■ **Directive**: Below is a listing; reproduce each line of it exactly.

■ **Supplied material**:
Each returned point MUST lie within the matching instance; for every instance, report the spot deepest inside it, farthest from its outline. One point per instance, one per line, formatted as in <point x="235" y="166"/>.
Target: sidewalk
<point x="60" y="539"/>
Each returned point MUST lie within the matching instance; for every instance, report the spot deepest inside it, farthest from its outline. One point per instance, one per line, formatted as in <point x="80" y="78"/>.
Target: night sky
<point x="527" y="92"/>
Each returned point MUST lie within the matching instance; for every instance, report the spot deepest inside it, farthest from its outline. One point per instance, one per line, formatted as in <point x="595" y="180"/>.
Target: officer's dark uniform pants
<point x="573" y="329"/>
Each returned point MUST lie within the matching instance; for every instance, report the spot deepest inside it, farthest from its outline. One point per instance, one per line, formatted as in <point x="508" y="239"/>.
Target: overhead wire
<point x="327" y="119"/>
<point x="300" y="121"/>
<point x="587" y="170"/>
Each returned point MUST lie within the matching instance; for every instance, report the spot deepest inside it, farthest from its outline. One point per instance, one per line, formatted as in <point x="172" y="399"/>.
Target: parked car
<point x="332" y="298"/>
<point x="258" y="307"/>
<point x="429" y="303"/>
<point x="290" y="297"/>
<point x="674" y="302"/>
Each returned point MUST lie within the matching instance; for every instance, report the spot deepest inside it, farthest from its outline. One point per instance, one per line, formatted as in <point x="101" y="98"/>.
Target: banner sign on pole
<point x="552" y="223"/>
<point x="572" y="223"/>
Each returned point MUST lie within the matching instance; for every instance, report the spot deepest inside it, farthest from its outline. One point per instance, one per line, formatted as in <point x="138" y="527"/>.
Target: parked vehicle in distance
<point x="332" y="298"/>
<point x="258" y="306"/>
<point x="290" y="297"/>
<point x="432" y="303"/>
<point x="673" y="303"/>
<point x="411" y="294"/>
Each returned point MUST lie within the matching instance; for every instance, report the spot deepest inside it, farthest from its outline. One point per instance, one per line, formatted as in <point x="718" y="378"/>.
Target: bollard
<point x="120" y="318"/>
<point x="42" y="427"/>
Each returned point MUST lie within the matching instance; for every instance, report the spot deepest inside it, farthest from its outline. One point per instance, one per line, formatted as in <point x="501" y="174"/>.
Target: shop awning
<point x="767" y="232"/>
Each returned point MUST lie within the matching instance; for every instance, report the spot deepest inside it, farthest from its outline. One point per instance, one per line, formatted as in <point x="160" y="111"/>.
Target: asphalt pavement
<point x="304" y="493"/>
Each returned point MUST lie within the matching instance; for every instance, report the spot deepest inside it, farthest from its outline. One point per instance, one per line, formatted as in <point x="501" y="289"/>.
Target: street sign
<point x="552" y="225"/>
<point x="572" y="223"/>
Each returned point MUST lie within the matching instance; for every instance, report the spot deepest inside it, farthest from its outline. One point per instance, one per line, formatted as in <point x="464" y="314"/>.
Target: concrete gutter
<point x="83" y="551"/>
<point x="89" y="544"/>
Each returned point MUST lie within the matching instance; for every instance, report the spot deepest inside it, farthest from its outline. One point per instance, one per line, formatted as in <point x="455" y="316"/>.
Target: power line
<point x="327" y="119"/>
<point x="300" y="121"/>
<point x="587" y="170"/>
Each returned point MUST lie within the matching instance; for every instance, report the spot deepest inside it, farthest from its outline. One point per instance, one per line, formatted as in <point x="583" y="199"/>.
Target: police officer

■ **Final answer**:
Each returned point MUST lie within the matching instance; for every instance, report the spot deepest inside it, farthest from its outline. One point per instance, one per line, formatted as in <point x="235" y="166"/>.
Target: sidewalk
<point x="60" y="539"/>
Each returned point MUST lie within the matching instance; for every instance, report the spot deepest inside it, farthest from its outline. One point per instance, one per line, formatted as in <point x="80" y="78"/>.
Target: night sky
<point x="527" y="92"/>
Each returned point MUST lie within the matching instance; for every instance, report the spot deepest inside it, farthest from its outline. One point per instance, one per line, formatted as in <point x="595" y="180"/>.
Target: officer's dark uniform pants
<point x="573" y="329"/>
Each returned point MUST lie within the matching instance; for every instance, report the spot deepest inside it, farthest from its outline. One point per instance, one per line, formatted as in <point x="508" y="239"/>.
Target: overhead wire
<point x="327" y="119"/>
<point x="300" y="121"/>
<point x="587" y="170"/>
Each returned point MUST lie within the matching instance; for every instance, report the spot deepest inside it, farthest from its outline. One point per instance, one per line, formatted as in <point x="172" y="399"/>.
Target: parked car
<point x="332" y="298"/>
<point x="258" y="307"/>
<point x="429" y="303"/>
<point x="290" y="297"/>
<point x="674" y="302"/>
Each returned point MUST lie within the matching instance; for every instance, report the spot deepest inside it, farthest from its outline. One point per instance, one per line, formatted as in <point x="101" y="98"/>.
Target: banner sign on pole
<point x="552" y="223"/>
<point x="572" y="223"/>
Each returned point MUST lie within the matching instance; for every instance, report the spot deepest inside it, farthest from its outline. One point per instance, one per line, formatted as in <point x="138" y="527"/>.
Target: parked vehicle in distance
<point x="332" y="298"/>
<point x="258" y="306"/>
<point x="290" y="297"/>
<point x="432" y="303"/>
<point x="673" y="303"/>
<point x="411" y="294"/>
Each returned point MUST lie within the matching instance; for every instance, report the spot deepest inside it, farthest from its outline. One point per instance, one per line, formatted as in <point x="718" y="378"/>.
Target: bollard
<point x="120" y="318"/>
<point x="42" y="427"/>
Each returned point MUST lie within the matching instance; for every instance, report the spot deepest inside it, farthest from its outline. One point per instance, one per line, formatted as in <point x="501" y="174"/>.
Target: shop awning
<point x="767" y="232"/>
Each returned point MUST lie within the matching instance; for every instance, report the spot deepest inside it, farthest from its outline. One point per instance, one per line, formatted as in <point x="160" y="111"/>.
Target: asphalt pavement
<point x="304" y="493"/>
Each returned point MUST lie within the matching instance; for every instance, report the spot deepest inside it, farthest from its outline. One point per instance, one per line, formatted as in <point x="501" y="289"/>.
Target: street sign
<point x="552" y="225"/>
<point x="572" y="223"/>
Each returned point MUST lie within the matching instance; for every instance, report the spot deepest inside it, farthest from its outline. One point per instance, one per line, formatted as in <point x="464" y="314"/>.
Target: concrete gutter
<point x="83" y="551"/>
<point x="89" y="544"/>
Each returned point MUST lie within the matching instance; for every instance, report the spot deepest inside it, farthest from its outline. One point per instance, one per line, formatted as in <point x="455" y="316"/>.
Target: power line
<point x="327" y="119"/>
<point x="300" y="121"/>
<point x="587" y="170"/>
Each returned point MUST lie within the matching instance; for every instance, report the spot deepest inside it, farthest from its outline. One point per instance, one per line, formatted as in <point x="583" y="199"/>.
Target: police officer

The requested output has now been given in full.